# [OBJECTIF A]
Condensez sous forme de liste le paragraphe du texte fourni qui commence par « La trentaine, Jason travaille », en conservant ses faits principaux.
# [OBJECTIF B]
D'après le texte fourni, où la fondation emmène-t-elle en urgence un enfant de moins de six ans ?

Depuis plus de vingt ans, la Fondation ANAK-Tnk vient en aide aux enfants les plus vulnérables des bidonvilles et des décharges ou errant dans les rues de Manille, capitale des Philippines. Tous les soirs, les équipes partent à la rencontre de cette jeunesse livrée à elle-même. Reportage.

Petit garçon du Drop In Center Boys, Manille, Philippines. © Marie-Charlotte Noulens

Il est 15 heures à Manille. Jason et Eryelle se préparent. Installés sur leurs chaises de bureau, les deux Philippins dressent le programme de la nuit, carnet et stylo en main. « Cela fait plusieurs mois que je suis une petite fille, Danika. Des jeunes m’ont dit qu’elle a été tuée par d’autres enfants près de Santa Cruz. Une histoire de drogue et de prostitution. Ce soir, il faudrait qu’on vérifie cette information. » Eryelle acquiesce et prend note. Ce n’est pas la première histoire terrible que la jeune assistante sociale entend. Jason poursuit son plan d’action. « Grâce aux réseaux sociaux, je parviens à prendre contact avec les familles d’enfants qui vivent dans la rue. Mon objectif est de recréer un lien entre eux. Parfois, ce sont des anciens jeunes de la Fondation ANK-Tnk qui me contactent pour me signaler des enfants des rues en grande difficulté. C’est ce qu’il s’est passé pour Danika. »

54 000 enfants aidés

La trentaine, Jason travaille pour la Fondation ANAK- Tulay Ng Kabataan (ANAK-Tnk) comme éducateur de rue depuis dix ans. L’objectif de cette association est de prendre en charge les enfants abandonnés ou négligés qui vivent dans les rues de Manille, les décharges et les bidonvilles. « La priorité est de renouer avec les familles quand c’est possible », explique Jason. Une approche qui se comprend mieux lorsque l’on traduit le nom de la fondation. Tulay Ng Kabataan signifie en tagalog « un pont pour les enfants ». Un pont symbolisé par les liens familiaux retrouvés et la protection qu’il apporte. Fondée en 1998 par un prêtre jésuite de la Province des Philippines, la fondation est venue en aide à 54 000 enfants de Manille.

Les enfants des rues viennent souvent des bidonvilles. © Marie-Charlotte Noulens

Ce soir, comme tous les soirs, c’est la big night. Un éducateur de rue et une assistante sociale vont à la rencontre des enfants de Manille de 15 heures à minuit. « Nous assurons une présence permanente », souligne Jason, « la journée, des éducateurs tissent des liens avec les enfants et repèrent ceux qui sont en difficulté. » Les éducateurs de la fondation sont connus par un bon nombre d’enfants des rues. Ils ont leur réseau dans divers points de la ville. Chaque big night, le duo éducateur et assistante sociale se met d’accord sur les zones à quadriller et les enfants qu’ils aimeraient rencontrer. Si l’enfant le souhaite, il peut venir vivre à la fondation où il sera logé, nourri et surtout aimé. Les assistantes sociales se joignent à chaque big night pour s’assurer du respect du cadre légal. « L’enfant doit choisir librement de quitter la rue », ajoute Eryelle. Sans elle, les éducateurs n’ont pas le droit de proposer à un enfant de venir au centre. « Si l’enfant a moins de six ans, nous l’emmenons en urgence dans notre nursery car ses jours sont en danger. »

# [DONNÉES DISPONIBLES]
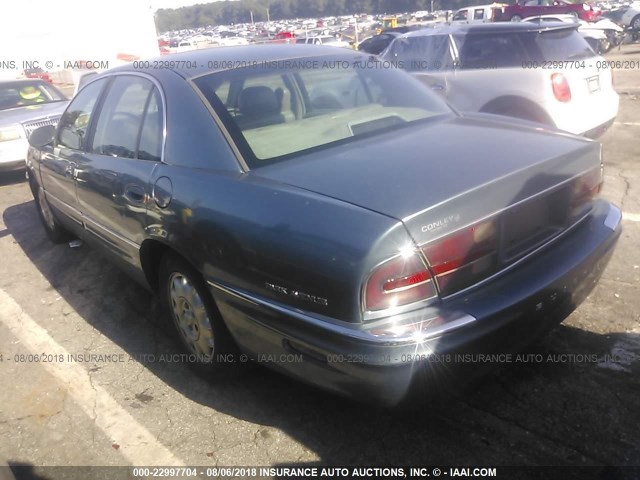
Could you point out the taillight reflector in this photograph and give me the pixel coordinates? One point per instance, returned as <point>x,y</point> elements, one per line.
<point>400,281</point>
<point>560,86</point>
<point>464,257</point>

# [RÉPONSE A]
- Jason, la trentaine, est éducateur de rue à la Fondation ANAK-Tulay Ng Kabataan (ANAK-Tnk) depuis dix ans.
- La fondation prend en charge les enfants abandonnés ou négligés qui vivent dans les rues, les décharges et les bidonvilles de Manille.
- Sa priorité est de renouer avec les familles quand c'est possible.
- En tagalog, Tulay Ng Kabataan signifie « un pont pour les enfants », un pont symbolisé par les liens familiaux retrouvés et la protection qu'il apporte.
- Fondée en 1998 par un prêtre jésuite de la Province des Philippines, elle est venue en aide à 54 000 enfants de Manille.

# [RÉPONSE B]
Dans sa nursery, car ses jours sont en danger.